Replace "object localizer" with "object detector" throughout the stretch of items from the start through the line containing "[16,37,71,88]", and give that stretch back with nothing else changed. Leave the pictures out.

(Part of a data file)
======
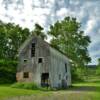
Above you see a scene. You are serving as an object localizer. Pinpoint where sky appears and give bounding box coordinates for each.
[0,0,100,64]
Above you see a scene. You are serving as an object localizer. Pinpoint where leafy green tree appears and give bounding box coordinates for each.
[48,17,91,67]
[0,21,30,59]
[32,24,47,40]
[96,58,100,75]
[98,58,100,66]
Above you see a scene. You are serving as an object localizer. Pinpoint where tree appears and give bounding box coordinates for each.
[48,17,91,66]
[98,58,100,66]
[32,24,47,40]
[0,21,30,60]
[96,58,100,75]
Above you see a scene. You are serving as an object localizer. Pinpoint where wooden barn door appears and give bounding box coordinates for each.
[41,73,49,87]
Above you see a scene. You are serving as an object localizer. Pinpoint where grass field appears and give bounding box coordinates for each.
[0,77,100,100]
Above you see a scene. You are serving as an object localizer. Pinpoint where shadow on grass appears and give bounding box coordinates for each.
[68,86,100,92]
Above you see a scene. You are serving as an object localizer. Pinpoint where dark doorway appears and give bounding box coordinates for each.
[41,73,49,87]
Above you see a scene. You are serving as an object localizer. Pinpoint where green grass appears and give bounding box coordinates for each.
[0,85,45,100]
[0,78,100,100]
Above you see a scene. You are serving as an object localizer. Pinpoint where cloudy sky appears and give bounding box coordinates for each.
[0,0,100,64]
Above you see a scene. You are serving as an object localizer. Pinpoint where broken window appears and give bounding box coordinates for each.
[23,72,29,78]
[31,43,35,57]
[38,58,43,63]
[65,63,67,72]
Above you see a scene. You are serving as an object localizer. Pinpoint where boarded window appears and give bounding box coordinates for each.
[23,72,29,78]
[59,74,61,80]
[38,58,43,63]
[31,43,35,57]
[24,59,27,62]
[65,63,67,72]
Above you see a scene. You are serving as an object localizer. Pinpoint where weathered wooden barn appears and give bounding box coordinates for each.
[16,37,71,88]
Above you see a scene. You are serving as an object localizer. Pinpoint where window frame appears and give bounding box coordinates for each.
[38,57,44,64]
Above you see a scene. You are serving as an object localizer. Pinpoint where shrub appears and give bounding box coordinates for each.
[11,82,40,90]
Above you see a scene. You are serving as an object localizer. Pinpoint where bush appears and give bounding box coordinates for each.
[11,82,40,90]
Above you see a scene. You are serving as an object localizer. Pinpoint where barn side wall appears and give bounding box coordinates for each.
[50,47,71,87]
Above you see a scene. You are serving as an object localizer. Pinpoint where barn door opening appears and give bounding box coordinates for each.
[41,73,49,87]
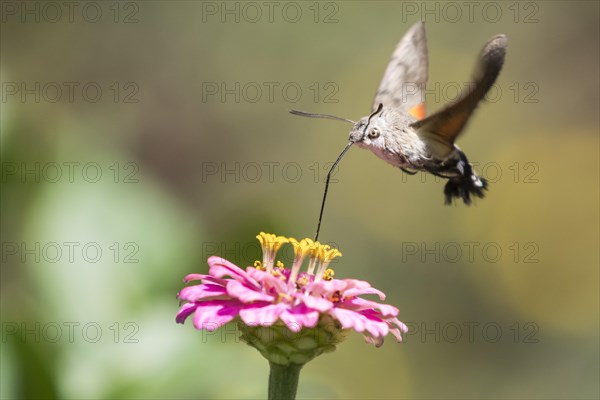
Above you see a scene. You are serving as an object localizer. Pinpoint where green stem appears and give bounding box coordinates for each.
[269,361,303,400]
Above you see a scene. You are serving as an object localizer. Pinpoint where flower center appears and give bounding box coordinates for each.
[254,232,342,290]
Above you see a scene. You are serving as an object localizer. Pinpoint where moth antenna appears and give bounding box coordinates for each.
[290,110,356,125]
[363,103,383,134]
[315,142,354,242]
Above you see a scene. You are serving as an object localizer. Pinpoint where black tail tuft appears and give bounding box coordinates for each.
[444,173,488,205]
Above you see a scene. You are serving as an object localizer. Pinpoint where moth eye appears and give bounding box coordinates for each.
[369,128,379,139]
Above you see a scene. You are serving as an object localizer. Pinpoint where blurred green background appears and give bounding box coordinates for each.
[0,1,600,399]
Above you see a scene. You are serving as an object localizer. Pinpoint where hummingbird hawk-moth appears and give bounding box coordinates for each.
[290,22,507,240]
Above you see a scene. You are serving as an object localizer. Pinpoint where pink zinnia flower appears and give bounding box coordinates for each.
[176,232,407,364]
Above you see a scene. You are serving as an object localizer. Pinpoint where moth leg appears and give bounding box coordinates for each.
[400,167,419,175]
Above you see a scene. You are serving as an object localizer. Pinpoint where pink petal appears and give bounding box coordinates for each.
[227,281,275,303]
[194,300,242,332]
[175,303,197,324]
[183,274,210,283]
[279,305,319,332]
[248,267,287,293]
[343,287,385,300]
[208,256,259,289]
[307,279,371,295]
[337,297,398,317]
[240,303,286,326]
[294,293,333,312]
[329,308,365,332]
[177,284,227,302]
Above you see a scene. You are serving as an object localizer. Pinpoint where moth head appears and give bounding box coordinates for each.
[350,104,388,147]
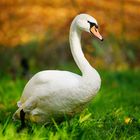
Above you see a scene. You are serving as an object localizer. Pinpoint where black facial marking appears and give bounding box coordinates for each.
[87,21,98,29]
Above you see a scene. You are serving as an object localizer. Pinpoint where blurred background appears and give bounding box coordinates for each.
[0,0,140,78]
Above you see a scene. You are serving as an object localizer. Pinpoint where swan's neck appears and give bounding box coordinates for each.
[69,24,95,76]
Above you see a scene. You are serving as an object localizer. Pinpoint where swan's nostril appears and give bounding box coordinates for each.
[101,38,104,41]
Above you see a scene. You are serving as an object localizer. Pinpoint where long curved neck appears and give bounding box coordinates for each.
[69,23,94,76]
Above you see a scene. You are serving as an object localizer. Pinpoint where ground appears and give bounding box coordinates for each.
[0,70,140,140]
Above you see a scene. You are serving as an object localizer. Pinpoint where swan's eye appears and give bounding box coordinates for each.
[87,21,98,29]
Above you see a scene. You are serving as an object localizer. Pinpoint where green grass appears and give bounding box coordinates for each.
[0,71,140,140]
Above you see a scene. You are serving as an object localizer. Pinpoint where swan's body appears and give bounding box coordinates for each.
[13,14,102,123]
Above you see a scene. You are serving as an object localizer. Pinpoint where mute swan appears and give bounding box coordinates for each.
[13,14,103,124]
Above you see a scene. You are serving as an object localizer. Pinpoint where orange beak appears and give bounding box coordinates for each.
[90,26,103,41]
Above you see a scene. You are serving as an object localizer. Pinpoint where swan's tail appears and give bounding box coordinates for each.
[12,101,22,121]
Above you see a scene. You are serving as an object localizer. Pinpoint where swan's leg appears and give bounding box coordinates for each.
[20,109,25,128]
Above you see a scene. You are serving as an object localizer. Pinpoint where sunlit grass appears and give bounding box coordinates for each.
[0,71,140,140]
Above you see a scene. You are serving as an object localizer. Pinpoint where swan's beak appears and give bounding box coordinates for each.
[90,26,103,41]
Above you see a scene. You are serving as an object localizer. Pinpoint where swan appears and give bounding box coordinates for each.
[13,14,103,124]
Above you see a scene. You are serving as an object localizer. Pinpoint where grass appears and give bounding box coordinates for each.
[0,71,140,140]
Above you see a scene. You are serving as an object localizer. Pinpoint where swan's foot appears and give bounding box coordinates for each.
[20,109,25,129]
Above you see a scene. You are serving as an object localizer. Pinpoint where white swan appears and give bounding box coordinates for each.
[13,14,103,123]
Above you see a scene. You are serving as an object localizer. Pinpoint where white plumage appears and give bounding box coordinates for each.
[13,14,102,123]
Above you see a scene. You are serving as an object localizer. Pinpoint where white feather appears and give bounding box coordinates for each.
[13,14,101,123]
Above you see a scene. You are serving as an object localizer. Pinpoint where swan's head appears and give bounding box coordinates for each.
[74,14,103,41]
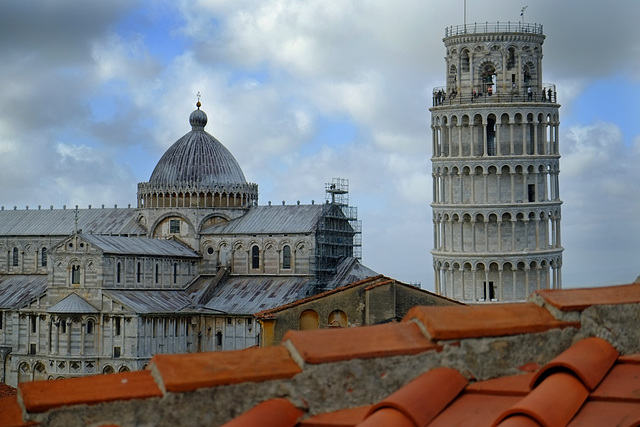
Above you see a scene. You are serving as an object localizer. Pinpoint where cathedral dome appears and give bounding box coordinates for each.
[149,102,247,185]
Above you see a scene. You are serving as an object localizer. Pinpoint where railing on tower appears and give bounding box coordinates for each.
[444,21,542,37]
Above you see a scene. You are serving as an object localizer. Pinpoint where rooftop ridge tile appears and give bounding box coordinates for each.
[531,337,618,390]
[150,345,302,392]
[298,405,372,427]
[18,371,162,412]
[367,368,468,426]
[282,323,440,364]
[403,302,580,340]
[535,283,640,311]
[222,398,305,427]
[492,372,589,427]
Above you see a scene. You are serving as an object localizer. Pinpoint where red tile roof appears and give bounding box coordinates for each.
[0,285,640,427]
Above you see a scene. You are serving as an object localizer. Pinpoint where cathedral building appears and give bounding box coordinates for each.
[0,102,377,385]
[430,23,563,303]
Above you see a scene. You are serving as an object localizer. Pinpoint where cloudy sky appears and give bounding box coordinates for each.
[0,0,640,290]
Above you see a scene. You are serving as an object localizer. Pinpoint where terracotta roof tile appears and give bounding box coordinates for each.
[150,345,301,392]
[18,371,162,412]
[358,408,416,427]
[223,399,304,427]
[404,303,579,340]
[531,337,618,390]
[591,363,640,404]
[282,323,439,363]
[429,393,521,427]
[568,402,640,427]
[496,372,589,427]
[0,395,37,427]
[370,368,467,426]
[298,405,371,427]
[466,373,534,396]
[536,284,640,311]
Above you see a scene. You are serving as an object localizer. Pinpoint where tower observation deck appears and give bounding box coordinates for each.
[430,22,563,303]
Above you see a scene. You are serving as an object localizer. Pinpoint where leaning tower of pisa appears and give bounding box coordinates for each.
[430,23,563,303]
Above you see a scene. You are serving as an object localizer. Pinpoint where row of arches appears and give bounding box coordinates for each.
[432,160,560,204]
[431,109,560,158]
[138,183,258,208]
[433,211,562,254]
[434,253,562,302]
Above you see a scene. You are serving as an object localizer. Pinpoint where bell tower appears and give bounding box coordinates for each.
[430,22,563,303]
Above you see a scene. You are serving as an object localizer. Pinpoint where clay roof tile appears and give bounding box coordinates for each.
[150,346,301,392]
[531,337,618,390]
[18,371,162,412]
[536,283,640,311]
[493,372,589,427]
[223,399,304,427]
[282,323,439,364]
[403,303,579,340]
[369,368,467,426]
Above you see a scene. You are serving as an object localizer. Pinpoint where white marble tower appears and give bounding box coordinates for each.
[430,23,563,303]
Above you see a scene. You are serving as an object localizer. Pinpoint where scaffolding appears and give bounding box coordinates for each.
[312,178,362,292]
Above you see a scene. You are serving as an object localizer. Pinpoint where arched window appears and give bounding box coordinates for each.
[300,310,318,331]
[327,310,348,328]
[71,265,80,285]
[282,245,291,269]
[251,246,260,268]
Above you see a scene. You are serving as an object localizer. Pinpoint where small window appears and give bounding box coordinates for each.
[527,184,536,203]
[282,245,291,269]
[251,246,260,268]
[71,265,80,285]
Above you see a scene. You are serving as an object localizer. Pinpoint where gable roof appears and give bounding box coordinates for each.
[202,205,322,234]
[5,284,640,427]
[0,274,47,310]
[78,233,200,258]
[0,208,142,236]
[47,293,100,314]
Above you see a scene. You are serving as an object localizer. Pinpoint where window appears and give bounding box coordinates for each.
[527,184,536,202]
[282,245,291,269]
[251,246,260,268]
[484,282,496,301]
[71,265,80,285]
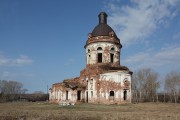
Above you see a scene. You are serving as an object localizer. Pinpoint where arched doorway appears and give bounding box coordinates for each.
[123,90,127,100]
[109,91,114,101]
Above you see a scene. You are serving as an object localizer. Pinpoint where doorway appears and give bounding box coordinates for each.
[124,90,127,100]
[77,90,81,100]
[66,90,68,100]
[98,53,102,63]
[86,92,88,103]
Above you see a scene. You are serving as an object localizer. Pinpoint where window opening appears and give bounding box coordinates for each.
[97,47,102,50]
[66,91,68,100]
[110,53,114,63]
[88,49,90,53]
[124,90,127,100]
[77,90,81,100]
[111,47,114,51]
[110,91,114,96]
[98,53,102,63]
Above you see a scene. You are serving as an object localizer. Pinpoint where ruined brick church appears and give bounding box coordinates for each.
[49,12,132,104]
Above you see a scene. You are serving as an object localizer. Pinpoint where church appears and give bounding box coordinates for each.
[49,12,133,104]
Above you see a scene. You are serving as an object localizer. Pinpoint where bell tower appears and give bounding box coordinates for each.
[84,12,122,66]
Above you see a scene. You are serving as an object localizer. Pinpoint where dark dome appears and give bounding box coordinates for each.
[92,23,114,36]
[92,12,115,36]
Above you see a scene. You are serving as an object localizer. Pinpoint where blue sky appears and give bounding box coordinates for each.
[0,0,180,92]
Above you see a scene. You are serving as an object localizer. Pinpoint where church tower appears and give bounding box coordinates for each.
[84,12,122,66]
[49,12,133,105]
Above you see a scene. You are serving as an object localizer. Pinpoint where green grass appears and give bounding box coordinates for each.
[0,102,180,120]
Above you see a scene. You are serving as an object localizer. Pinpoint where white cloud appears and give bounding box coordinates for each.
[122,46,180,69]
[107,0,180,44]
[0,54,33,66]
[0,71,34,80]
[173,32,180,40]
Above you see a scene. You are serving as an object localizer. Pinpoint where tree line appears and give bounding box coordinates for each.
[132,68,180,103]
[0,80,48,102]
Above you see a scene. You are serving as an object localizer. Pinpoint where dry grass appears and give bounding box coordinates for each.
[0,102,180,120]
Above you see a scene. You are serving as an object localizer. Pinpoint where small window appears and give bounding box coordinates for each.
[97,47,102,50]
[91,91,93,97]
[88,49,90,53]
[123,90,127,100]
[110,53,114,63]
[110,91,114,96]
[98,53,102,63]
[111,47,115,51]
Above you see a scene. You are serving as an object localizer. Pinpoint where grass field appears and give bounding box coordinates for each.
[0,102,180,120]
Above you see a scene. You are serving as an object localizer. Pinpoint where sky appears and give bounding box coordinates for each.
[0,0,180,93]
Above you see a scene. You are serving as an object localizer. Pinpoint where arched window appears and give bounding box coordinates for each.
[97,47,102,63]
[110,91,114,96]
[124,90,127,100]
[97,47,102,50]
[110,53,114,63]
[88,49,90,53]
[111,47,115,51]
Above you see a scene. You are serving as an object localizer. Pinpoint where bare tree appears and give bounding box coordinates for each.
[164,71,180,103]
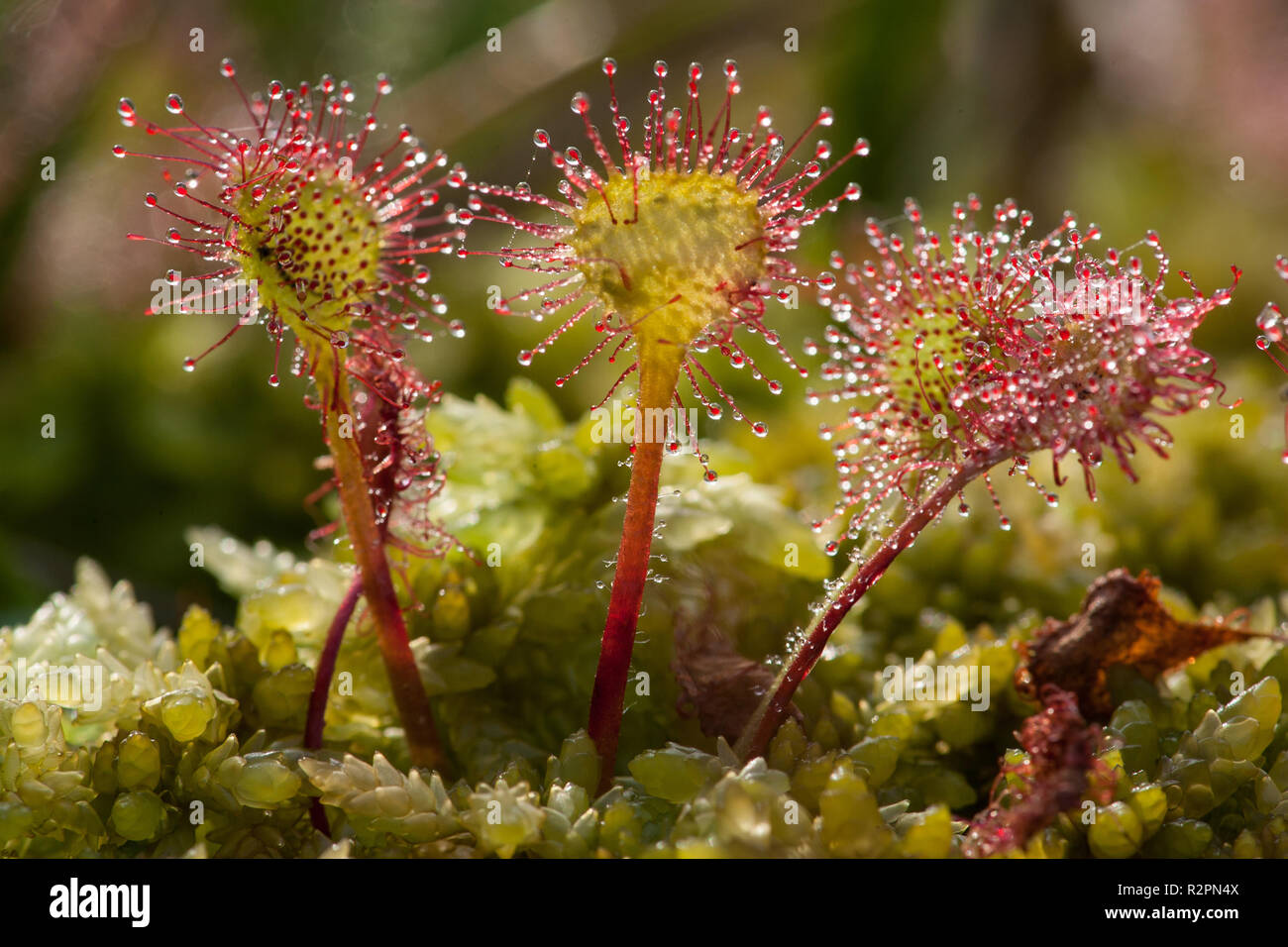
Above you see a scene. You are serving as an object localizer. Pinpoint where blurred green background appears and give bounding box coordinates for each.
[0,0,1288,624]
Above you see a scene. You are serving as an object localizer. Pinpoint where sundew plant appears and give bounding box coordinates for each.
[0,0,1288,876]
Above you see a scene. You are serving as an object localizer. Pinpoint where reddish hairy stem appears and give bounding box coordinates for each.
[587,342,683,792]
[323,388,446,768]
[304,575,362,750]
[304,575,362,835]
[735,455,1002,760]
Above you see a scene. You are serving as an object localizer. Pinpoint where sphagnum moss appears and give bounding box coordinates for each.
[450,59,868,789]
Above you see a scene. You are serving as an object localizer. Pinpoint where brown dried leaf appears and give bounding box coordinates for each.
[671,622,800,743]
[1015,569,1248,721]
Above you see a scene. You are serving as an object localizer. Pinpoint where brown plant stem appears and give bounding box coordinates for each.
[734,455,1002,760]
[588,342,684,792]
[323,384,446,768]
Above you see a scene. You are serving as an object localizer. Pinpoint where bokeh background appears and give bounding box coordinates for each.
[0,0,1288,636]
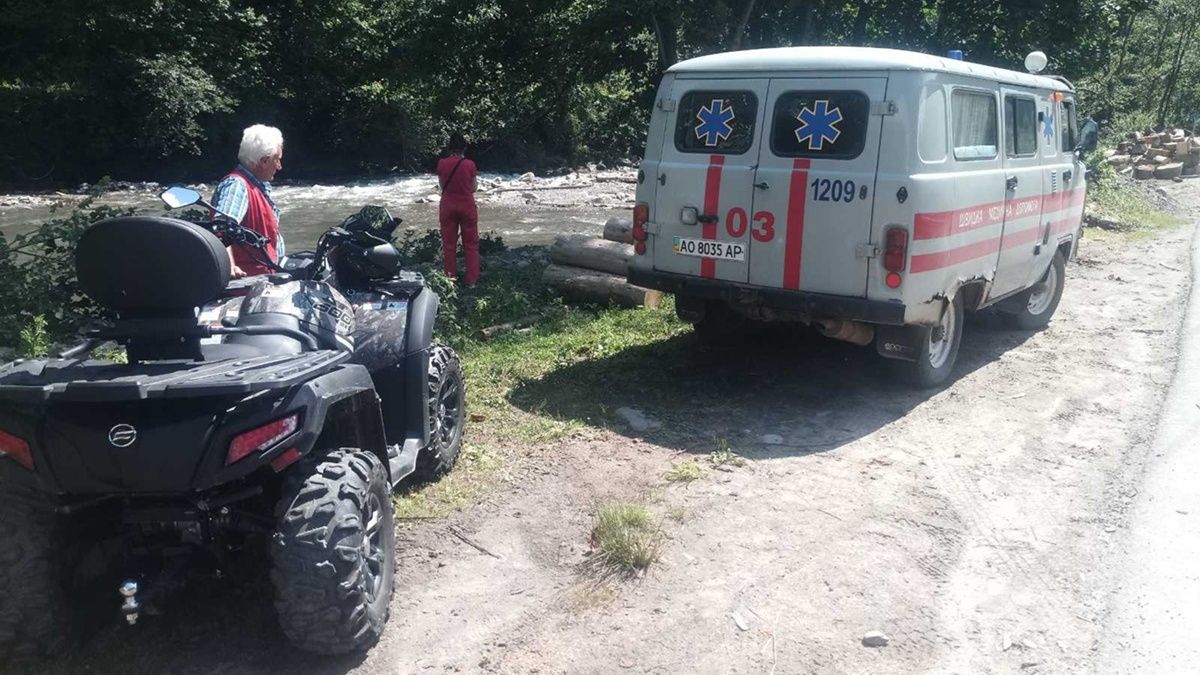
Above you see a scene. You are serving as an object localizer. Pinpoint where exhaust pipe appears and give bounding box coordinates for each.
======
= Written answer =
Above you see a scene. You are serving as an object detector. Pinpoint where sky appears and give bounding box coordinates for each.
[0,0,100,64]
Above you see a scene. You are serving as an object detector. Pinpoint where leafy green tree appears and give bounding box coordinates for each.
[48,17,91,67]
[0,21,30,59]
[32,24,47,40]
[96,58,100,75]
[98,58,100,66]
Above you see a scene. You are serving as an object detector. Pinpoint where tree appears and give bounding box coordinates for each.
[48,17,91,66]
[98,58,100,66]
[32,24,47,40]
[0,21,30,60]
[96,58,100,75]
Above you see a scene. You are serving as an object detector. Pinpoint where wooden barn door appears and give bounding box coordinates for each.
[41,73,49,87]
Above you see a scene. You are serving as an object detector. Pinpoint where grass field appears and give bounding box coordinates for each.
[0,77,100,100]
Above you see a scene. You are serving as an object detector. Pinpoint where shadow on grass appears and give bounding box coordinates for each.
[68,86,100,92]
Above you see a scene. You are serving as an object detector. Pinpoint where dark doorway appears and give bounding box coordinates for each.
[41,73,49,87]
Above you see a scene. You are serving as an object detector. Pinpoint where green grass appears and give bounding box coordinates for each.
[0,85,45,100]
[0,78,100,100]
Above you see a scene. You are serving as an object detector. Pinpoint where cloudy sky appears and give bounding box coordinates for each.
[0,0,100,64]
Above you see a scene. You are serving as an object detector. Pinpoint where broken window appears and give bounding box coordinates for each.
[23,72,29,78]
[31,43,35,57]
[38,58,43,63]
[65,63,67,72]
Above you see a scene. You are serving as an object detector. Pinpoint where boarded window appears and give bounding box coordinates for each.
[23,72,29,78]
[59,74,61,80]
[38,58,43,63]
[31,43,35,57]
[24,59,27,62]
[65,63,67,72]
Above you see a scene. You are serving as an object detector. Pinpoint where weathered wooden barn appears and give bounding box coordinates for each.
[16,37,71,88]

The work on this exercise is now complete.